(Work request)
Where the listing below has a line with "# test: identify the wooden pillar", write out exactly that line and every line after it, stopping after the line with "# test: identify the tree".

(Working data)
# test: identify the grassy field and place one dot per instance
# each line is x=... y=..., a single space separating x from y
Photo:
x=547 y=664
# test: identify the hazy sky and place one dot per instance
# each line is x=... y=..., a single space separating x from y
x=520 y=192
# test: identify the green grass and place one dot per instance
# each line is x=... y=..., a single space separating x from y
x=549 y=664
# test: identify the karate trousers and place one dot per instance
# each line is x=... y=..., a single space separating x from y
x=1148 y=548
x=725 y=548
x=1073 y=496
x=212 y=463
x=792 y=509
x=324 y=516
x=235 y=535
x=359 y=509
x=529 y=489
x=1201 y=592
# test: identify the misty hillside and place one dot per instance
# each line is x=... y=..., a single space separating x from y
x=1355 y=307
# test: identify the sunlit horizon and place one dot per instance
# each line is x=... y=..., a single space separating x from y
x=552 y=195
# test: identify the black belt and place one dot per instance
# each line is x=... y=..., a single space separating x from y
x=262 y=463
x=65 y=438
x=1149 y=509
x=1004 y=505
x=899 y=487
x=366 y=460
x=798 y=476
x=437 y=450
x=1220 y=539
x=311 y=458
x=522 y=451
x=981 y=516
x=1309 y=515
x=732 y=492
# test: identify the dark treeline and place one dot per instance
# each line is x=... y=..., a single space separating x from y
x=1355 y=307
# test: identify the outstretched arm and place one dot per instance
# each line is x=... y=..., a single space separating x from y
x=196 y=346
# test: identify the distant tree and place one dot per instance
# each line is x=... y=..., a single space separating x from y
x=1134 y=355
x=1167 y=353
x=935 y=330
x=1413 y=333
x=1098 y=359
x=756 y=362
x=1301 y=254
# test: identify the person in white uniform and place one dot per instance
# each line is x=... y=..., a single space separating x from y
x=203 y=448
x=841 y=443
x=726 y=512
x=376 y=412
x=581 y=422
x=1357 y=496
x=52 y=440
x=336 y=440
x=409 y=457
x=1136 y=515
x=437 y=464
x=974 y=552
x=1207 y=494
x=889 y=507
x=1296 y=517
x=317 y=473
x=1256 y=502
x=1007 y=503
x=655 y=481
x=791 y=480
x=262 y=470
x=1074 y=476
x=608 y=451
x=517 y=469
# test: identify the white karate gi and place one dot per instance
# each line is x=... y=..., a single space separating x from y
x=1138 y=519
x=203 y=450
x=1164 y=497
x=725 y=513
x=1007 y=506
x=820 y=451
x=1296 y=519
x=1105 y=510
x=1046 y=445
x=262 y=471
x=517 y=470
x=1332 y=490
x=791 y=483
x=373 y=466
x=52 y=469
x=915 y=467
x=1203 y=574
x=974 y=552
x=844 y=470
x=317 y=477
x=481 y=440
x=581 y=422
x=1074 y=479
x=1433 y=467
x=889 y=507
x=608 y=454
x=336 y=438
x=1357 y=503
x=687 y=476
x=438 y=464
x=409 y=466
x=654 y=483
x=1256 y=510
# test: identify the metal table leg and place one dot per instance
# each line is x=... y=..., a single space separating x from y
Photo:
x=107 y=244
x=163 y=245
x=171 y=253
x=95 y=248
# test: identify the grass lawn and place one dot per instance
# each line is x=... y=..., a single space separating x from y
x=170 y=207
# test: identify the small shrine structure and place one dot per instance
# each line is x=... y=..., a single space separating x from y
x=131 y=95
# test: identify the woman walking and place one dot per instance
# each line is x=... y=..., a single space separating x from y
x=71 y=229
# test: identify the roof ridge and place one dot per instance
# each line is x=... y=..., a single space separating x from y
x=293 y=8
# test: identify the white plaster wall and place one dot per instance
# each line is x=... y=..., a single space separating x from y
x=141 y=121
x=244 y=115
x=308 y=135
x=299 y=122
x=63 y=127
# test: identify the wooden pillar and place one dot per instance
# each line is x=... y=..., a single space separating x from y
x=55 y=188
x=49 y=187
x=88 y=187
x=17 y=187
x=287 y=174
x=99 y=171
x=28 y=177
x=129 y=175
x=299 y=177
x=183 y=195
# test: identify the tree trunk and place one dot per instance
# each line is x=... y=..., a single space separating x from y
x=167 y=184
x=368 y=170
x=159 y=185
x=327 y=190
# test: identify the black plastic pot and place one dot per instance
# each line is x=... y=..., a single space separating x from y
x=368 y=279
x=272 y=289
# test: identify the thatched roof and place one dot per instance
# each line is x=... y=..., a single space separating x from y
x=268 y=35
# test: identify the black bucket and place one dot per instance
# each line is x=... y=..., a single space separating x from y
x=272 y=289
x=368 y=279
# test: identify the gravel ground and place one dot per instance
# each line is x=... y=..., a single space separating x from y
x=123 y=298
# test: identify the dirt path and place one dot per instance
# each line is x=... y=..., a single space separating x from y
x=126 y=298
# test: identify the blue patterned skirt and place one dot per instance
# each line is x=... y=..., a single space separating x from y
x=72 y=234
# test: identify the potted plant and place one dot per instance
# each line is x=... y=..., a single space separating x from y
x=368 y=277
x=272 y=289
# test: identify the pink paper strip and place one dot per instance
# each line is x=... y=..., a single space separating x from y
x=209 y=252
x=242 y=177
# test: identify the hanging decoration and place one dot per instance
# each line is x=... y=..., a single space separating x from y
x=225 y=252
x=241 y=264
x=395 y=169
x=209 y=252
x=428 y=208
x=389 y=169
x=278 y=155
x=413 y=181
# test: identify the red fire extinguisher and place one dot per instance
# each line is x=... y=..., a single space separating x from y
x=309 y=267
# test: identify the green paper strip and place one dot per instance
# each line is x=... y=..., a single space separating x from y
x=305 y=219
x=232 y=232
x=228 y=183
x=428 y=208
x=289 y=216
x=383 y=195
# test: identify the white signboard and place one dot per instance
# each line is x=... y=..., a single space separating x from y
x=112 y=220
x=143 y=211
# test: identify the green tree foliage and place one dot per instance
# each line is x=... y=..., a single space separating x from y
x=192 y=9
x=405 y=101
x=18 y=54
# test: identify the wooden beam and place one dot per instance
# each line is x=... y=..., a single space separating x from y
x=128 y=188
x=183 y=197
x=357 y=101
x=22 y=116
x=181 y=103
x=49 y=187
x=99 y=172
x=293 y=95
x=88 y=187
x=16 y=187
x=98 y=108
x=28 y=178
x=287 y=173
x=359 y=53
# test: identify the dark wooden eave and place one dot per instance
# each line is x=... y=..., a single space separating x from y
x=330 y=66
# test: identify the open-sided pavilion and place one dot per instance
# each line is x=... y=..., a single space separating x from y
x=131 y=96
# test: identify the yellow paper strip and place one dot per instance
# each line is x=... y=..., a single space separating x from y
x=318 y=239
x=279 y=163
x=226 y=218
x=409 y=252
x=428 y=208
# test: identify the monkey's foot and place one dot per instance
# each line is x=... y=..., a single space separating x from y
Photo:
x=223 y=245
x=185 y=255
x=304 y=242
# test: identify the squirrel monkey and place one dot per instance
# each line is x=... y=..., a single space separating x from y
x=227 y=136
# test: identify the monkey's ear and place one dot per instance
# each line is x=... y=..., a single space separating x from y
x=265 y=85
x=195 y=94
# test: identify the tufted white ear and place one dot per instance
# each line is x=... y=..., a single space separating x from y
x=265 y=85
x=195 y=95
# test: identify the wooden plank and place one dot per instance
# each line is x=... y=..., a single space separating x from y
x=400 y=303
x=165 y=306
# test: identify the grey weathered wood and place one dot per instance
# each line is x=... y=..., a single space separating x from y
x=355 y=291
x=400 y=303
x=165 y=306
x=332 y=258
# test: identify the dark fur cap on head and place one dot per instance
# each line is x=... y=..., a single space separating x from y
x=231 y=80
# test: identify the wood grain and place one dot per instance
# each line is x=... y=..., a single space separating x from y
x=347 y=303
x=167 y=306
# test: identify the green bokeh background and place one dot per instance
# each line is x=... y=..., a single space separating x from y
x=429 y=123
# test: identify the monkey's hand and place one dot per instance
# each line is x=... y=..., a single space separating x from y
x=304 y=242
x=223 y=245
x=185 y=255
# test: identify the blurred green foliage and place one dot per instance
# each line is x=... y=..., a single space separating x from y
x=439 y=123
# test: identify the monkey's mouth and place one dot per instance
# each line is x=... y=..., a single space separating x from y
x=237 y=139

(Worked solution)
# test: identify the wooden pillar and place one dot per instance
# each line is x=... y=..., a single space separating x from y
x=55 y=188
x=49 y=187
x=88 y=187
x=17 y=187
x=287 y=174
x=99 y=171
x=28 y=177
x=129 y=175
x=299 y=177
x=183 y=195
# test: identify the tree trunk and place one dot per instance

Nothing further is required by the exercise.